> _Work required_
Count the lines in the listing below that contain the string "stadium", matching case exactly. Give only the number.

> _Task input_
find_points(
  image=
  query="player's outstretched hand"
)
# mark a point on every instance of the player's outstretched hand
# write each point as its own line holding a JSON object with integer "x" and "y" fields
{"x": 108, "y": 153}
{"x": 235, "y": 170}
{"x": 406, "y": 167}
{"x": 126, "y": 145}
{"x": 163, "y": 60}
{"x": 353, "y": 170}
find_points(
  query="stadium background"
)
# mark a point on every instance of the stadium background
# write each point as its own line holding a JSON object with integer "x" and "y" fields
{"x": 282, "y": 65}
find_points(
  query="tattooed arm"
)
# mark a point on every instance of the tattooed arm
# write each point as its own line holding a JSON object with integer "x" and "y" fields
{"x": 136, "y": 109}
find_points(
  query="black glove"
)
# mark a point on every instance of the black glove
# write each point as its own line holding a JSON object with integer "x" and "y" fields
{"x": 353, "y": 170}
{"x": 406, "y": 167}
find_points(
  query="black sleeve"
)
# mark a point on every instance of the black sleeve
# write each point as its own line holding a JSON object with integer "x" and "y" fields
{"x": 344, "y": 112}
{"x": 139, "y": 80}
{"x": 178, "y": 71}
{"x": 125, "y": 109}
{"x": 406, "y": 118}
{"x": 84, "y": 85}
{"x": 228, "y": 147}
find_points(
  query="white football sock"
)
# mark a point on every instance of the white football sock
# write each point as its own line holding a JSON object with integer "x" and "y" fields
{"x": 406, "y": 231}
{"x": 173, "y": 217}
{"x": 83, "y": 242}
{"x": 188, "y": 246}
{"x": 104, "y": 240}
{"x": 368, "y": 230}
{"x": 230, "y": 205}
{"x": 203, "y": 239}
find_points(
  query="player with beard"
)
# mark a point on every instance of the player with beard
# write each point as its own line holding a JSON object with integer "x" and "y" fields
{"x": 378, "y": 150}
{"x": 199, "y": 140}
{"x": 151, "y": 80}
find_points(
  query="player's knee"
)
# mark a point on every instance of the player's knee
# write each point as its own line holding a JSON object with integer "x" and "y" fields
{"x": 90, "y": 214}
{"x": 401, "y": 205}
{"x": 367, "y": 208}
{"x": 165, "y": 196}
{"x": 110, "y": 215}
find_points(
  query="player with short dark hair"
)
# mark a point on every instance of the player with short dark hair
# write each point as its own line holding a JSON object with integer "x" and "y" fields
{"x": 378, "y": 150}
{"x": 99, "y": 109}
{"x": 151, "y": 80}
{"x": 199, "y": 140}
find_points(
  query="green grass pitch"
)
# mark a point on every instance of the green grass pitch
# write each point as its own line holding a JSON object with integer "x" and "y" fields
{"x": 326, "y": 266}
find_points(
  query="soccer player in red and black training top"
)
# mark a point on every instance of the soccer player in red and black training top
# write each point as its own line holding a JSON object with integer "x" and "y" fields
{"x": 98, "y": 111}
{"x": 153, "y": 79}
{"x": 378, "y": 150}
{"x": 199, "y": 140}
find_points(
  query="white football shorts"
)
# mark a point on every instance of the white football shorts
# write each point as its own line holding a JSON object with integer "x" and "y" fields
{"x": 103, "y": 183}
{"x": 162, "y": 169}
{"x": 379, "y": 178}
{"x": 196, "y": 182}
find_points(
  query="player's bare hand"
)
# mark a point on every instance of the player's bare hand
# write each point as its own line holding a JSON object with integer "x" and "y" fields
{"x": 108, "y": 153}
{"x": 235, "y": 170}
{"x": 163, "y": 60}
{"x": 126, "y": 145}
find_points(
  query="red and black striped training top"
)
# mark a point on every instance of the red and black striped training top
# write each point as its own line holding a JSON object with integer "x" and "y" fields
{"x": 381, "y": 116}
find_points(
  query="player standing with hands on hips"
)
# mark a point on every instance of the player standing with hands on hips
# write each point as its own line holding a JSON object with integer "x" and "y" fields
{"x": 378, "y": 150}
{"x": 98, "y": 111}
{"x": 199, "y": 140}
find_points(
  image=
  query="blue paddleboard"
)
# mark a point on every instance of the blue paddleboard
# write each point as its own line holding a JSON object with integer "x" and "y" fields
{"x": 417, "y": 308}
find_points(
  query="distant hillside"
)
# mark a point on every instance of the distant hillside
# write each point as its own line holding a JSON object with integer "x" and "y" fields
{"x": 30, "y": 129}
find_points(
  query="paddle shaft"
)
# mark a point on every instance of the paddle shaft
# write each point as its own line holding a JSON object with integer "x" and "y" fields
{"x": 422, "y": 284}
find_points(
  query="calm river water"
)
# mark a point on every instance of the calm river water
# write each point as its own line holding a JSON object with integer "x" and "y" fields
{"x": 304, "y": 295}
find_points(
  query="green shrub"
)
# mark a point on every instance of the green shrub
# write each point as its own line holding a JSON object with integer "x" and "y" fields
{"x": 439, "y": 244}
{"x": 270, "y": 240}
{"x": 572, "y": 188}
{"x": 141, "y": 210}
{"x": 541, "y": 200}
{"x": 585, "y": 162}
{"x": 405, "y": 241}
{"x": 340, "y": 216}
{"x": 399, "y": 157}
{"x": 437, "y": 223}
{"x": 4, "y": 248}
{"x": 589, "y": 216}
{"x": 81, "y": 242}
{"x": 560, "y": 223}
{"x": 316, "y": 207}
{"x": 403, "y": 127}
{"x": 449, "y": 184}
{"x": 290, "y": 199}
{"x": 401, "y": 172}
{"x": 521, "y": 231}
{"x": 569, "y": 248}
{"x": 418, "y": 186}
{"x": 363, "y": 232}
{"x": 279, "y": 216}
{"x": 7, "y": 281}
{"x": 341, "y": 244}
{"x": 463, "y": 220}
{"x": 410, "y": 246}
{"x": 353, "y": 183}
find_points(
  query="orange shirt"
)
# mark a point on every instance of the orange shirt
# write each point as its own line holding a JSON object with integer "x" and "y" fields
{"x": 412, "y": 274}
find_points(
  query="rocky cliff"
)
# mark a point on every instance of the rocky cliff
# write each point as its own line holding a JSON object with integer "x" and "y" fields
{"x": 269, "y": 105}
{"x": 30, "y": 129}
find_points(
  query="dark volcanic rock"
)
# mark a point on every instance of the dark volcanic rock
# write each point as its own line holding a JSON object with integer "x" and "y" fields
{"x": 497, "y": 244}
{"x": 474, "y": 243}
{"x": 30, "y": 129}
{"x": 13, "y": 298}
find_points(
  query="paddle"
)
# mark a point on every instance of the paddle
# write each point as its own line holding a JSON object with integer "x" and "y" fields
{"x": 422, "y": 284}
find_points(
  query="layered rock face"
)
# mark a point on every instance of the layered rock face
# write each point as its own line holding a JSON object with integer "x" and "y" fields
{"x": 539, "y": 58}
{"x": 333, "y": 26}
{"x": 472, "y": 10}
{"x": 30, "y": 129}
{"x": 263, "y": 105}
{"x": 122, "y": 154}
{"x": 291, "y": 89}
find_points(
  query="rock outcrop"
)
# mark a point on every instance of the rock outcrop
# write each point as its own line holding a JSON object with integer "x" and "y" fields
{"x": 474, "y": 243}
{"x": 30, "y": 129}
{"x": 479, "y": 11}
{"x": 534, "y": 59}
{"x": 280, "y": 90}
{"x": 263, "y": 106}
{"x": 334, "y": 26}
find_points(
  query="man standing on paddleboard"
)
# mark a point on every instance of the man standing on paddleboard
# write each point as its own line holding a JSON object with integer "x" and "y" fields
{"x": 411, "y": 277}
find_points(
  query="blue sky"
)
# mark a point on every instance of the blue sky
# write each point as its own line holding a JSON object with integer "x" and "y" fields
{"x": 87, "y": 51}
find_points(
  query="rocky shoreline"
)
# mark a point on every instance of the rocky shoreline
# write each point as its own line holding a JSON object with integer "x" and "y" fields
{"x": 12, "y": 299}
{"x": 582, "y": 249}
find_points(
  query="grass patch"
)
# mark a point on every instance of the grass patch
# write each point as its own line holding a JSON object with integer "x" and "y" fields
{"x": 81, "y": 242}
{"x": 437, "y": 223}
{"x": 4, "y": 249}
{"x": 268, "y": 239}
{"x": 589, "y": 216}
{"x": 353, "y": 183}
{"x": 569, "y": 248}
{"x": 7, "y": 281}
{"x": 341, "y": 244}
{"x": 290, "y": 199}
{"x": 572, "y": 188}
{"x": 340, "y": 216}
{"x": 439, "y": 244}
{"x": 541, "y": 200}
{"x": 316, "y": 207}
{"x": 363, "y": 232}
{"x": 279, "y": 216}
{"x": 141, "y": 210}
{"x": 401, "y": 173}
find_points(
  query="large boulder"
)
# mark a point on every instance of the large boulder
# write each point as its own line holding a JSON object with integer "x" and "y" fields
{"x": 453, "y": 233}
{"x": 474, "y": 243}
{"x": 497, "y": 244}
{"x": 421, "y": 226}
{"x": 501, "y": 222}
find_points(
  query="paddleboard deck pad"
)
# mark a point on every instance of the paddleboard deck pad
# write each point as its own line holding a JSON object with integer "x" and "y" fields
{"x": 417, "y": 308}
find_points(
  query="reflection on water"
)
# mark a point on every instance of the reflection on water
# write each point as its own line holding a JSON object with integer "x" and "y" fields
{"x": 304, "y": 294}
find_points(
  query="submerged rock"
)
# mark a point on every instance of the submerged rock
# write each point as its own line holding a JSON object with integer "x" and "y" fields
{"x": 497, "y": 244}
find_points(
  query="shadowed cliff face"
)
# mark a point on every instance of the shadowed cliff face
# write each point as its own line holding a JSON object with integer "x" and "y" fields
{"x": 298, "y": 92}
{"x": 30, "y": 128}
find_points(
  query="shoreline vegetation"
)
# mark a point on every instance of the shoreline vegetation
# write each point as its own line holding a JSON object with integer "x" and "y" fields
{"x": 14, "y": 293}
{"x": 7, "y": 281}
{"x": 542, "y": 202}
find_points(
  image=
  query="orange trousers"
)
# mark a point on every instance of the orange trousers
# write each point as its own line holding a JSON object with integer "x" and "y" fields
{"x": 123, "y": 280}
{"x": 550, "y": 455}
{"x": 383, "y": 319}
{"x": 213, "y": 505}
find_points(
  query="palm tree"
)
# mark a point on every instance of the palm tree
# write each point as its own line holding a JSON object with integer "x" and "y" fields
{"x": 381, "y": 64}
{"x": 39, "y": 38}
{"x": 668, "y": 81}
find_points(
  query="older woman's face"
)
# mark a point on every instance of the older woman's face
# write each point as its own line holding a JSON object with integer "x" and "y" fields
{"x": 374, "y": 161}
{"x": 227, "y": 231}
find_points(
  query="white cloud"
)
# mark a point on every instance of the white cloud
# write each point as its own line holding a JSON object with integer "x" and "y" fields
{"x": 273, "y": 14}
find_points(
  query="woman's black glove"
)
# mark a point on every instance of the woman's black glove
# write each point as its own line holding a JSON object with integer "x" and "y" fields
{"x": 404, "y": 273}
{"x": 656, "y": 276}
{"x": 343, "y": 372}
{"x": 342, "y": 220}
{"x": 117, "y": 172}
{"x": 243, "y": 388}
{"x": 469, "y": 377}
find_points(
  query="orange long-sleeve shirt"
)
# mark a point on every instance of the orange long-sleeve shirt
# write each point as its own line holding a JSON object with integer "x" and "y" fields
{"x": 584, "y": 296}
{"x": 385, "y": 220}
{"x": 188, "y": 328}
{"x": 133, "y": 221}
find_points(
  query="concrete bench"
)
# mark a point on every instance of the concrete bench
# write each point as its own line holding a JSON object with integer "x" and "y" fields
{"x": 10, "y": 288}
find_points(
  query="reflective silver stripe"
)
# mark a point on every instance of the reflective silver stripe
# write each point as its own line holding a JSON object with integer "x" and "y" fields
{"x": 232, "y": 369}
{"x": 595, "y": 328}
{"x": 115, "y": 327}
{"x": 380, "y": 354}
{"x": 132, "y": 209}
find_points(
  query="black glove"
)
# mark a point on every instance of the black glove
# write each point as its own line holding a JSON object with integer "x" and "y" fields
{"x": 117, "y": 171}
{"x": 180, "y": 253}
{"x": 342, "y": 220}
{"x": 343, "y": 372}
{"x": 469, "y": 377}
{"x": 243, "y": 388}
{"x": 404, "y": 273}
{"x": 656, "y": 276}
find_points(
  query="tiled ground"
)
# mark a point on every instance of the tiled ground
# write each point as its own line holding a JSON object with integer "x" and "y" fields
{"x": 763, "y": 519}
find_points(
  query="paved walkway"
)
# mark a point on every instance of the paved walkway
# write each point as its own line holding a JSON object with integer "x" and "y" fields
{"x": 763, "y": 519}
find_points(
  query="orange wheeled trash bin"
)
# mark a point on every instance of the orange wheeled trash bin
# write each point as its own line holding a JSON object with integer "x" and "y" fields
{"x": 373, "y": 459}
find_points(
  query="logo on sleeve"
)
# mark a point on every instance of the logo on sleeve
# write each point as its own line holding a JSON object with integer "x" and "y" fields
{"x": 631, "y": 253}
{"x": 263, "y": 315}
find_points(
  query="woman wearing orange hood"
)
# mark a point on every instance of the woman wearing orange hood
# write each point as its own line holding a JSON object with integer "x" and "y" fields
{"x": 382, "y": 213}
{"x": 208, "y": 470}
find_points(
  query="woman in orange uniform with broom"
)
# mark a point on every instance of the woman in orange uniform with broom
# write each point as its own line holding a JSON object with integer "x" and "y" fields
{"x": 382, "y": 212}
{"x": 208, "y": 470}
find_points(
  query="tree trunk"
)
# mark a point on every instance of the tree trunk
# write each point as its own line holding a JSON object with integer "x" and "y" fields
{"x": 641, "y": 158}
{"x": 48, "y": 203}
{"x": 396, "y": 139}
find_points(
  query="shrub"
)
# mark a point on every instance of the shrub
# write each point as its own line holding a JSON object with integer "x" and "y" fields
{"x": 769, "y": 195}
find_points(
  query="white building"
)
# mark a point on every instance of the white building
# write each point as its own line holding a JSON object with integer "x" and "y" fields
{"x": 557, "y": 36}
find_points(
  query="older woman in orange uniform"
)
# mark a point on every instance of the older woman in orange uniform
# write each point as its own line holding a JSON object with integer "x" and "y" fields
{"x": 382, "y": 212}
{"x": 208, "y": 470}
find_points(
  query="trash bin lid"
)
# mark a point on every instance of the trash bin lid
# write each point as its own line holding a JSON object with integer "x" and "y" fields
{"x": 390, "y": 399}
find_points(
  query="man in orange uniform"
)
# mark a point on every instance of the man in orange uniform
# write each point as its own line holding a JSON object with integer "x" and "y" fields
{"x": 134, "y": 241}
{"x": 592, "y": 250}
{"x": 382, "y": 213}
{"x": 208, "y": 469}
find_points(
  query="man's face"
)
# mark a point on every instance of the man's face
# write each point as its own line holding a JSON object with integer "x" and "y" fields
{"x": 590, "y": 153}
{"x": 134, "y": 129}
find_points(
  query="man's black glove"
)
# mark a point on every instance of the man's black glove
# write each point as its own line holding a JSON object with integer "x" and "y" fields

> _Answer to the problem_
2